◆ Stated exercise:
Can you copy each of the rows below word for word, changing nothing?
***
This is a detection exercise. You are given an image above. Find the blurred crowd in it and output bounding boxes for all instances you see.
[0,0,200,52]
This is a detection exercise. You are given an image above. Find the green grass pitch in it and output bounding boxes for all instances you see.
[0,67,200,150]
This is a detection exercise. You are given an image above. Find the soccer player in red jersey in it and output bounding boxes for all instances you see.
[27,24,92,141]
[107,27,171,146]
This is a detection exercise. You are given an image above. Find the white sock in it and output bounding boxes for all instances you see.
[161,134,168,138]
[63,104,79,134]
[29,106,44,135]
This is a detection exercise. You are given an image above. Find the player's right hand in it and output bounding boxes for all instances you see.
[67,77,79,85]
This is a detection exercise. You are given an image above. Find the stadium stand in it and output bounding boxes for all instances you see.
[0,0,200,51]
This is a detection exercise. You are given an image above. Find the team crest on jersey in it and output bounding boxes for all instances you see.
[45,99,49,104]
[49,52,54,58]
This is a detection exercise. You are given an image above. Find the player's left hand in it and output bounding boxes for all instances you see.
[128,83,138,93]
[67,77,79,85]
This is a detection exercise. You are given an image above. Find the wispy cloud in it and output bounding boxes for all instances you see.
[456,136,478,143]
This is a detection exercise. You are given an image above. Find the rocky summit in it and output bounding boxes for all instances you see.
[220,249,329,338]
***
◆ Output for this exercise:
This is a detection exercise. You are given an image above. Find the blurred crowd in it and output bounding boxes for all instances you see.
[0,0,200,52]
This is a detection exercise. You are given an image above. Find the green grass pitch in it and output bounding boxes for all instances you see.
[0,67,200,150]
This is a detection exercise. You are given an image above. Find the soccer player in red jersey in it and output bounding boxes for all instances you see.
[27,24,92,141]
[107,27,171,146]
This is a detection exercise. You are given an image above. Find the white sock in it and output bounding boxes for all instances you see.
[161,134,168,138]
[63,104,79,134]
[29,106,44,135]
This is a detection exercise. You are given an image above. Find the player's right hand in it and output bounding boxes for all instances you see.
[67,77,79,85]
This is a detection exercise. You are given an image above. Find the stadium stand in it and output bounding boxes for all instances you see.
[0,0,200,51]
This is a detection exercise. You are given an image above. Find the team crest on jersey in it and output bounding boxes for all instances you see.
[45,99,49,104]
[49,52,54,58]
This is a detection exercise. You are given an image above. Find the player's left hand in it and output bounding boxes for all instances you see.
[128,83,138,93]
[67,77,79,85]
This is a detection exercise. You are given an image above. Find the wispy cloud in it and output bounding boxes for all instances you see.
[456,136,478,143]
This is a detection exercise. You are given an image above. Find the rocky summit in it and output bounding boxes for all instances you see.
[220,249,329,338]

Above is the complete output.